**Page extract:**

Start of Block

Experiments have shown that many chemicals fed to pregnant animals cause their offspring to grow up obese. These include organotins, long employed in antifouling paints on ships and now widely found in fish; bisphenol A (BPA), used in baby bottles and to line cans of food, among countless other applications; and phthalates, found in cosmetics, shampoos, plastics to wrap food, and in a host of other everyday products.

These pollutants – dubbed "obesogens" as a result of these findings – are so ubiquitous that almost everyone now has them in their bodies. Ninety-five per cent of Americans excrete BPA in their urine; 90 per cent of babies have been found to be exposed to phthalates in the womb; and every umbilical cord analysed in the new Spanish study was found to contain organchlorine pesticides such as HCB.

Two American studies have implicated phthalates in obesity in adult men, but the new research is much more conclusive, and is the first to show the effects of exposure in the womb, where humans are most vulnerable.

Dr Pete Myers, one of the world's leading experts on obesogens, told The Independent on Sunday last night: "This is very important. It is the first good study of the effects on the foetus. Its conclusions are not surprising, given what we know from the animal experiments, but it firmly links such chemicals to the biggest challenge facing public health today."

No one knows how HCB causes obesity. The Spanish scientists speculate that it may have made the mothers diabetic, which would increase the chances of their children becoming obese (see graphic, above).

Dr Myers, who is chief scientist at the US-based Environmental Health Sciences, which helps to increase public understanding of emerging scientific links, says this is "plausible", but adds that the animal experiments point elsewhere. These have shown that obesogens "switch genes on and off" in the womb, causing stem cells to be turned into fat cells. The children then grow up with a much greater disposition to store and accumulate fat.

Whatever the explanation, the research goes some way to undermining David Cameron's assertion in a speech this summer that obesity is purely a matter of "personal responsibility", a view echoed by his health spokesman, Andrew Lansley 10 days ago. The Tory leader said that the obese are "people who eat too much and take too little exercise".

End of Block

Data taken from a collection:
Start of Block

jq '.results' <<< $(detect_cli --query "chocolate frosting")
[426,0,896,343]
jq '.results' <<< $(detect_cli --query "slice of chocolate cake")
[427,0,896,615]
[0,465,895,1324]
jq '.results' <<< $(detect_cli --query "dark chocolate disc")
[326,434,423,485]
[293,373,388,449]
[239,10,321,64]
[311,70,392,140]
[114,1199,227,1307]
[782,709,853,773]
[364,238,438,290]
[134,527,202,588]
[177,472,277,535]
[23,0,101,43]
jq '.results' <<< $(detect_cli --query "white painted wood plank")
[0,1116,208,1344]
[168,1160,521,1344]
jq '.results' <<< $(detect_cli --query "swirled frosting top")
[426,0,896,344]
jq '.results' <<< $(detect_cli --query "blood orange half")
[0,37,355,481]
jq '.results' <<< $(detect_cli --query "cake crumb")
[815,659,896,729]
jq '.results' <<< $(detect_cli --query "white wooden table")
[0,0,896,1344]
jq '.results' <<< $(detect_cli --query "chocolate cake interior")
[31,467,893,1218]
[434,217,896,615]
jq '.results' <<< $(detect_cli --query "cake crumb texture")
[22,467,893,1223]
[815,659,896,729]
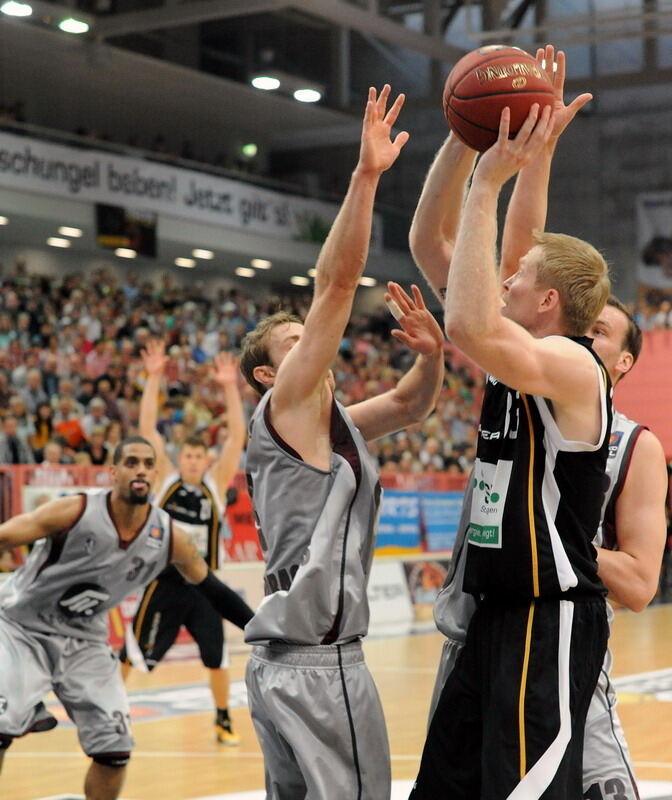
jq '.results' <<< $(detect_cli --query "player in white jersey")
[411,48,666,800]
[241,86,444,800]
[0,436,255,800]
[119,348,245,745]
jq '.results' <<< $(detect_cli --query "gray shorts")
[246,642,390,800]
[429,639,639,800]
[0,615,133,755]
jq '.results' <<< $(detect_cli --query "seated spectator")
[28,402,54,462]
[0,414,34,464]
[82,397,110,439]
[54,394,86,450]
[21,367,49,414]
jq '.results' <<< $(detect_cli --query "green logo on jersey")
[467,520,500,547]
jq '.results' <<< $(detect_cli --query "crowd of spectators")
[0,262,481,473]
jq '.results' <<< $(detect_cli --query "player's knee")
[91,753,131,769]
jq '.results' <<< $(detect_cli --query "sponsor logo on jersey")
[58,583,110,618]
[609,431,623,458]
[147,525,165,549]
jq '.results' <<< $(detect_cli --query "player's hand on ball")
[211,352,238,386]
[385,281,445,355]
[474,103,553,187]
[140,339,168,375]
[357,84,408,175]
[536,44,593,144]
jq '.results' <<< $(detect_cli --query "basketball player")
[0,436,255,800]
[119,341,252,745]
[241,86,444,800]
[430,297,667,800]
[412,90,611,800]
[411,46,666,800]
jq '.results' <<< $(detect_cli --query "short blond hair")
[240,311,303,394]
[533,231,611,336]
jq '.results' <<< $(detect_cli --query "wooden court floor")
[5,605,672,800]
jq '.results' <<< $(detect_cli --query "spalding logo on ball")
[443,44,553,152]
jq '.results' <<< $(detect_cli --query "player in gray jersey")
[241,86,444,800]
[411,48,667,800]
[0,436,255,800]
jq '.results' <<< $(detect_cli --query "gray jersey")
[0,492,172,642]
[245,390,381,645]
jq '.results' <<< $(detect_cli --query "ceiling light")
[0,0,33,17]
[58,17,89,33]
[294,89,322,103]
[240,142,259,158]
[250,75,280,92]
[114,247,138,258]
[58,225,84,239]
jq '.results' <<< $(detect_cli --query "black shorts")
[119,578,226,671]
[410,597,609,800]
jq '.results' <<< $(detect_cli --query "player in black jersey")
[412,51,611,800]
[120,341,245,745]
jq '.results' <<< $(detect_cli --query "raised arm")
[210,353,245,505]
[597,430,668,611]
[499,45,593,282]
[409,133,478,303]
[0,494,86,552]
[272,85,408,419]
[139,339,170,486]
[348,282,445,441]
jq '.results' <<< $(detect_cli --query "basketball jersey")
[0,492,172,642]
[434,409,645,642]
[156,471,224,581]
[464,338,611,600]
[245,390,381,645]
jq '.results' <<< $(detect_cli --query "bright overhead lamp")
[47,236,72,247]
[250,75,280,92]
[58,17,89,33]
[114,247,138,258]
[58,225,84,239]
[294,89,322,103]
[0,0,33,17]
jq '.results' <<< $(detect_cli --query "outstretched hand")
[210,352,238,387]
[140,339,168,375]
[358,83,409,175]
[474,103,554,187]
[385,281,444,355]
[535,44,593,144]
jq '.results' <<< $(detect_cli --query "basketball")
[443,45,553,152]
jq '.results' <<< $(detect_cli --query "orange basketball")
[443,44,553,152]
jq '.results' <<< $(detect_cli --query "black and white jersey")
[156,472,223,580]
[464,338,612,600]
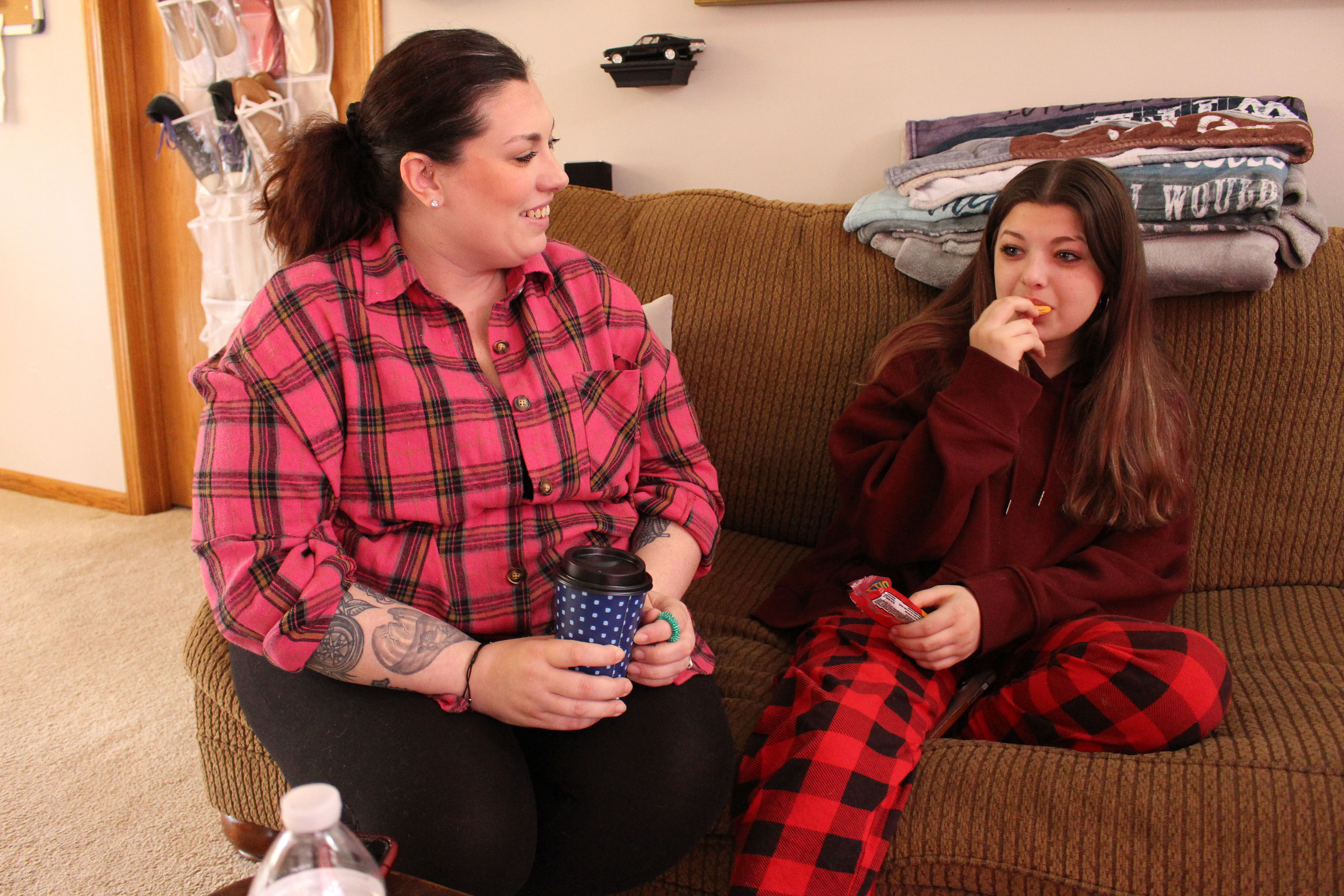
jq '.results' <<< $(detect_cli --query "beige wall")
[384,0,1344,224]
[0,0,126,492]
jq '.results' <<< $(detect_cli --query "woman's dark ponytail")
[255,28,527,263]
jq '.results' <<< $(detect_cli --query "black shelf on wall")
[602,59,695,87]
[565,161,611,189]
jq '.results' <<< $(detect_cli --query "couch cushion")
[550,187,936,544]
[633,578,1344,896]
[1156,236,1344,591]
[551,188,1344,591]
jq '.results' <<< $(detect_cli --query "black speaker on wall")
[565,161,611,189]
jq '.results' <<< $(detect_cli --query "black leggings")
[230,646,734,896]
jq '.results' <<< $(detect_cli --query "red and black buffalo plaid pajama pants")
[731,611,1231,896]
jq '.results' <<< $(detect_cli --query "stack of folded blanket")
[844,97,1329,295]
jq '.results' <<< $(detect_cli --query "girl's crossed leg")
[731,612,1231,896]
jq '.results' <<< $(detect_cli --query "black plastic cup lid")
[560,545,653,594]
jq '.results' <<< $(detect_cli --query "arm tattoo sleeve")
[630,516,672,551]
[374,606,470,676]
[308,591,374,681]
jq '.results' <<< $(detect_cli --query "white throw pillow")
[644,293,672,352]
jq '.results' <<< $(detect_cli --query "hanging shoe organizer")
[145,0,336,355]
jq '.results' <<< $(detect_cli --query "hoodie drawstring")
[1004,375,1074,516]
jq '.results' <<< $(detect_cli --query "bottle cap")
[560,545,653,594]
[280,784,340,834]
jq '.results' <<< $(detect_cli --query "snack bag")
[849,575,929,629]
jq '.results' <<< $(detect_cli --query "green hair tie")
[654,610,681,643]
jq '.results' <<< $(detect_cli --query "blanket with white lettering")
[1008,113,1312,165]
[906,96,1306,159]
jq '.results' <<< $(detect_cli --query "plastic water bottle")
[247,784,387,896]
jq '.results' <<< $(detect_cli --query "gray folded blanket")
[872,230,1280,298]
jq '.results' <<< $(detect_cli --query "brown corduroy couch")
[187,188,1344,896]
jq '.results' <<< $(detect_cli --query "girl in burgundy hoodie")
[733,159,1231,896]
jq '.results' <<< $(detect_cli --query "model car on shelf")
[602,34,704,64]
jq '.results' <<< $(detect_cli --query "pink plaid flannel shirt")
[191,222,723,709]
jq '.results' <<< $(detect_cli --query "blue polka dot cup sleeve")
[555,547,653,678]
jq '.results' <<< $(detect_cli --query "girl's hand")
[625,591,695,688]
[887,586,983,672]
[970,295,1046,369]
[470,635,632,731]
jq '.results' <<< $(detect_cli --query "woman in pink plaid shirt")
[192,29,733,896]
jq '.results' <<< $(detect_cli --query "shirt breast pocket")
[574,371,644,498]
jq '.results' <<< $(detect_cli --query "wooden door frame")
[83,0,383,514]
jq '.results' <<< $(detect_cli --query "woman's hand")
[625,591,695,688]
[887,584,980,672]
[470,635,632,731]
[970,295,1046,369]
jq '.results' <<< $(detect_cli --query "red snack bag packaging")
[849,575,929,629]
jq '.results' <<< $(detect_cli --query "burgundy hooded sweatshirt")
[752,348,1191,654]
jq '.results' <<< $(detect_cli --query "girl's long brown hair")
[254,28,527,263]
[863,159,1195,531]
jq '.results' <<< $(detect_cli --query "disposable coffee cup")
[555,547,653,678]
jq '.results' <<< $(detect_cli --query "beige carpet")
[0,490,253,896]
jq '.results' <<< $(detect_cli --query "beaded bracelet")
[462,641,485,709]
[654,610,681,643]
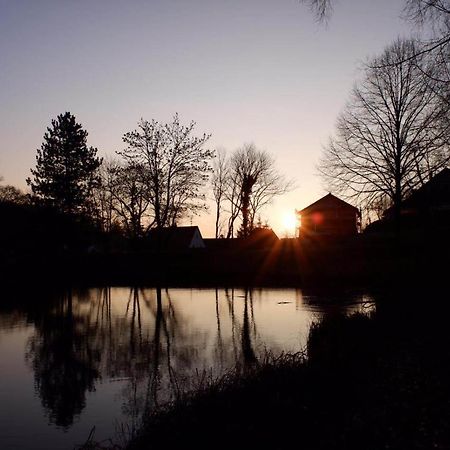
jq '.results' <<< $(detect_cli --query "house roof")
[149,226,202,250]
[403,168,450,207]
[299,193,359,215]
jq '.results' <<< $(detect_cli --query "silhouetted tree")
[227,144,291,237]
[301,0,450,62]
[320,40,450,221]
[27,112,101,213]
[211,149,228,239]
[118,114,213,228]
[0,182,28,205]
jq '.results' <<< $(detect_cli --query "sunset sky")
[0,0,411,236]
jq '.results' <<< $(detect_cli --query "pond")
[0,287,374,450]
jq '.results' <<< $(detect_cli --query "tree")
[319,40,450,221]
[27,112,101,213]
[118,114,213,228]
[0,181,28,205]
[221,144,292,237]
[301,0,450,59]
[211,149,228,239]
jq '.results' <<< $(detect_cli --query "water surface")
[0,287,373,450]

End of Block

**Problems to solve:**
[a] According to the article on obesogens, what share of Americans excrete BPA in their urine?
[b] Write the next part of the article on obesogens, continuing past its last sentence.

**Results for each task:**
[a] Ninety-five percent.

[b]
Dr Myers calls that "wishful ideological thinking which does not accord with biological reality", adding: "We need to discover ways to reduce exposures to these chemicals so that changing diet and lifestyle has a chance to work."

Factors that may pile on the pounds

Why is the world getting so fat? Everyone agrees that people gain weight by taking in more calories in their food than they burn off through everyday activities and exercise. But many scientists are coming to believe that changes in diet and exercise do not sufficiently explain the rapid growth of the epidemic. As 'The Independent on Sunday' reported last week, there has been no reduction in physical activity in Britain since 1980, while obesity rates have quadrupled.

The genetic make-up of a population does not change rapidly enough to provide an explanation. So the hunt is on for other factors that might show why more people are gaining weight more easily.

Life before birth. Both overweight and underweight babies are more likely to grow up fat. So are those born to smokers. Evidence suggests pollution is also predisposing the unborn to obesity. The introduction and increase in the use of such chemicals coincides with the epidemic taking off.

Age of mothers. The chances of becoming obese increase with maternal age. And the average age of first giving birth has gone up by 2.6 years in Britain since 1970.

Less sleep. Both children and adults are more likely to get fat if they get too little sleep, partly because they become hungrier. Average daily sleep has fallen from nine to seven hours over recent decades.

Temperature. People burn up more calories when they are cold. Central heating has ensured that they spend most of their time in comfortable temperatures.

Prescription drugs. Some drugs – including anti-psychotics, antidepressants and treatments for diabetes – cause people to gain weight.

Stopping smoking. Though mothers who smoke may make their children fat, they – and all smokers – are themselves less likely to put on weight. As the habit has decreased, obesity has soared.